A indústria tem uma janela estreita para construir um sistema de recompensas mais justo
Entretanto, a mera ameaça de intervenção pode ter um impacto maior do que uma reforma efetiva. Empresas de IA silenciosamente reconhecem o risco de que litígios evoluam para regulamentação. Por exemplo, Perplexity AI, OpenAI e Google já estão firmando acordos com publishers e plataformas de conteúdo, alguns voltados para o treinamento de IA e outros para a busca com IA. Mas, assim como nas primeiras leis de negociação, esses acordos beneficiam apenas algumas poucas empresas, algumas das quais (como o Reddit) ainda não se comprometeram a compartilhar essa receita com seus próprios criadores.

Dados fornecidos:

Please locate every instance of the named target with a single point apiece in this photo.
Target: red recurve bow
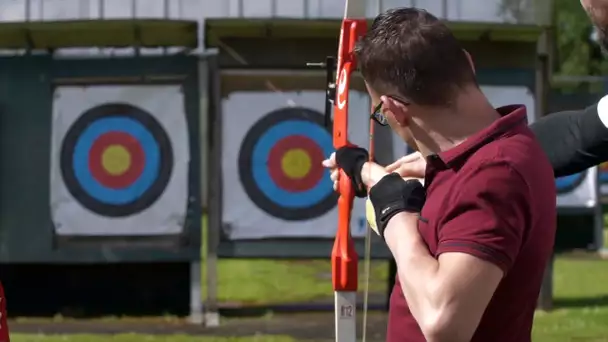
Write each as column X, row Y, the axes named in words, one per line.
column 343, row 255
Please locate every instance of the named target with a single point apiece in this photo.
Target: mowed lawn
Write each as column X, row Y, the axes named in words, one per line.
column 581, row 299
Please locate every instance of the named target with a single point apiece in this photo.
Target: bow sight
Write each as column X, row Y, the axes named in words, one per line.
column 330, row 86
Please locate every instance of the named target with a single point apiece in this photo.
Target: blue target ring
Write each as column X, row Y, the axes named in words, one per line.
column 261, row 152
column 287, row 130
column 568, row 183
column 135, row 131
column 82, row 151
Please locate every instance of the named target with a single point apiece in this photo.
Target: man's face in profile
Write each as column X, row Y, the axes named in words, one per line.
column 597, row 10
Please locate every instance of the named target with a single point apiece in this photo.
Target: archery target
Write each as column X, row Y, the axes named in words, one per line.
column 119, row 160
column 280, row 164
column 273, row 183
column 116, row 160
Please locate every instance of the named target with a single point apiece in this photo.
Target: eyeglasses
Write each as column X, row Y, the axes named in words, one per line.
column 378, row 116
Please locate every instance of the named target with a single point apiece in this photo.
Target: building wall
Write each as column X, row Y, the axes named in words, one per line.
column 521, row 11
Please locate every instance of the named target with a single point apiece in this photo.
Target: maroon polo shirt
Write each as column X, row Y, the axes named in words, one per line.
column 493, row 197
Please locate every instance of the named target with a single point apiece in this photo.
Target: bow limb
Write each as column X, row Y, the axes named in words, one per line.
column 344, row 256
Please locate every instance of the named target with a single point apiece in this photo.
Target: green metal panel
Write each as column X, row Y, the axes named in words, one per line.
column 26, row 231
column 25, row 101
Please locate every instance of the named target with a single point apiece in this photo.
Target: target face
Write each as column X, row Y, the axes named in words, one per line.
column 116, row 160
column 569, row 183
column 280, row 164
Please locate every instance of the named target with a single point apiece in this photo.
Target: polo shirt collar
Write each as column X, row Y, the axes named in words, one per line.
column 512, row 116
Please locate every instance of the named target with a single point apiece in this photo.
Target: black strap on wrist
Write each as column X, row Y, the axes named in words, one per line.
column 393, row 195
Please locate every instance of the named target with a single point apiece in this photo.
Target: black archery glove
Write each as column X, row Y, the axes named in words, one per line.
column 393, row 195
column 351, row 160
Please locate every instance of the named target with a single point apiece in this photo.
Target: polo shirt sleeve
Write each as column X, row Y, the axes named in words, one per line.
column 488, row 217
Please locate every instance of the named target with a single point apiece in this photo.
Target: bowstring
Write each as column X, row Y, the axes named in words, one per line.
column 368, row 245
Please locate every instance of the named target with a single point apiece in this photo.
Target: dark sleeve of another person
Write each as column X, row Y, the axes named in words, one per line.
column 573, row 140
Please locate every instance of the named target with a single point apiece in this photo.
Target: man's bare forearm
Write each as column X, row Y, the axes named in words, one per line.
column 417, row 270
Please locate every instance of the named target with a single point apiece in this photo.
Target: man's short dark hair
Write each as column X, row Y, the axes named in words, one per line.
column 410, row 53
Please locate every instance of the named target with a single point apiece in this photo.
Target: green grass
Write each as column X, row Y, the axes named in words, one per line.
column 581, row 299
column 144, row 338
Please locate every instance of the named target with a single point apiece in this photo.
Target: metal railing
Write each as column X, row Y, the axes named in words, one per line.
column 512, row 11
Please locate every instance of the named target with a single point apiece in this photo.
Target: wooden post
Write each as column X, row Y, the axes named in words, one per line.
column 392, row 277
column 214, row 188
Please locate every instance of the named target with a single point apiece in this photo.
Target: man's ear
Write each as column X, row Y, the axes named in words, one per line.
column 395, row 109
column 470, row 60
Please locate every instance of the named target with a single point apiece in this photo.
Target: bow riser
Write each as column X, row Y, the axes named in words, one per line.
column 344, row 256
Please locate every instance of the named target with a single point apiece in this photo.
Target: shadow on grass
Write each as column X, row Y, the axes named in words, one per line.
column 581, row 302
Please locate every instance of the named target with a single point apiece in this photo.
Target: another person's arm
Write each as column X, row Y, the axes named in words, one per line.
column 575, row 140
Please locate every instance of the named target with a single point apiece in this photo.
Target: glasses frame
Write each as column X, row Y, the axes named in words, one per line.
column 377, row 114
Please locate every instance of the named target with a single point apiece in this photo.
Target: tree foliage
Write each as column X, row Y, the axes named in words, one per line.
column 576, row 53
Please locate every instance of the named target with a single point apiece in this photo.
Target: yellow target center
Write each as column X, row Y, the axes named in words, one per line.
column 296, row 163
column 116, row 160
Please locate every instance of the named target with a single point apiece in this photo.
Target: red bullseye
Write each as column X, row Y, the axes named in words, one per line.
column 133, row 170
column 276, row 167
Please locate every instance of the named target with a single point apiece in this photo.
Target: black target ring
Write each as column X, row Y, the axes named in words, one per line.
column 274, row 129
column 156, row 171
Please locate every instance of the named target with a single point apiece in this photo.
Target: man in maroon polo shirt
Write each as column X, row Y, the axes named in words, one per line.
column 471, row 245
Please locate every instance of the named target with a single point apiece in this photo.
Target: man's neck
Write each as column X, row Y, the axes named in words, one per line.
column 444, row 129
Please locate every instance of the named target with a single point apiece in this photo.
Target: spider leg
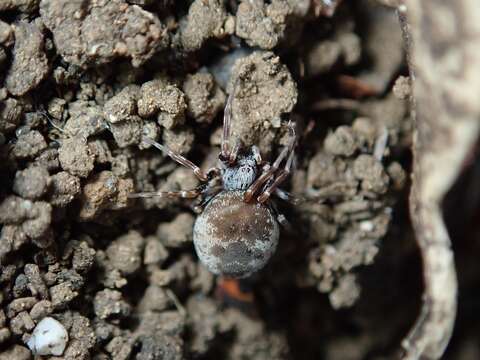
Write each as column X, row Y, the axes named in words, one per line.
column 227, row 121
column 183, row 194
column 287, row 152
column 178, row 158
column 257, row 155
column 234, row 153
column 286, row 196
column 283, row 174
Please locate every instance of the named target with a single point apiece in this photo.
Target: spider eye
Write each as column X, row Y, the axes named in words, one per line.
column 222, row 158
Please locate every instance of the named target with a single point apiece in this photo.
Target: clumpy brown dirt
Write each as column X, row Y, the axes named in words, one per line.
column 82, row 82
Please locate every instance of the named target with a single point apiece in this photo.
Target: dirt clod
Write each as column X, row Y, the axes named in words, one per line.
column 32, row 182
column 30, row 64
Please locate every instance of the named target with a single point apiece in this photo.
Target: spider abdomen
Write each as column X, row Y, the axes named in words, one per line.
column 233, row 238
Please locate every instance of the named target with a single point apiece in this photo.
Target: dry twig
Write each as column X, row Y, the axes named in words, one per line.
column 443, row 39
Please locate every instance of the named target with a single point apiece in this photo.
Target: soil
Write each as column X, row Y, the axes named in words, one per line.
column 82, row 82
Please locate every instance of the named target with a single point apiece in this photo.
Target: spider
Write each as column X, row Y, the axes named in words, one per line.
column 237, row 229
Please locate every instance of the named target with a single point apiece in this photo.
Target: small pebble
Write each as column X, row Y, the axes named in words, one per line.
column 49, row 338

Enunciado 1:
De acordo com o trecho sobre o sistema de recompensas na indústria de IA, qual plataforma é citada como exemplo de empresa que ainda não se comprometeu a compartilhar a receita com seus próprios criadores?
Enunciado 2:
Dê continuidade ao trecho sobre o sistema de recompensas na indústria de IA, partindo da última frase apresentada.

Resposta escrita 1:
O Reddit.

Resposta escrita 2:
Essa política de apaziguamento seletivo é insustentável. Ela negligencia a imensa maioria dos criadores online, que não conseguem facilmente optar por sair da busca com IA e que não têm o poder de barganha de um publisher consolidado. Retira a urgência da reforma ao acalmar os críticos mais barulhentos. Legitima algumas poucas empresas de IA por meio de acordos comerciais confidenciais e complexos, dificultando que novos participantes obtenham condições ou garantias iguais, e potencialmente criando uma nova onda de monopólios de busca. A longo prazo, isso pode gerar incentivos perversos para que empresas de IA favoreçam fontes de baixo custo e baixa qualidade em detrimento de notícias ou conteúdos de alta qualidade, mas mais caros, promovendo uma cultura de consumo acrítico de informações.
Em vez disso, a indústria de IA deveria investir em estruturas que recompensem criadores de todos os tipos por compartilharem conteúdo valioso. De YouTube a TikTok e X, plataformas de tecnologia já demonstraram ser capazes de administrar recompensas inovadoras para criadores distribuídos em mercados complexos de conteúdo. De fato, a monetização mais justa do conteúdo cotidiano é um dos objetivos centrais do movimento “web3”, amplamente celebrado por investidores de risco. O mesmo raciocínio se aplica à busca com IA. Se as consultas gerarem engajamento lucrativo, mas os usuários não clicarem nas fontes, as plataformas comerciais de busca com IA deveriam encontrar maneiras de atribuir esse valor aos criadores e reparti-lo em larga escala.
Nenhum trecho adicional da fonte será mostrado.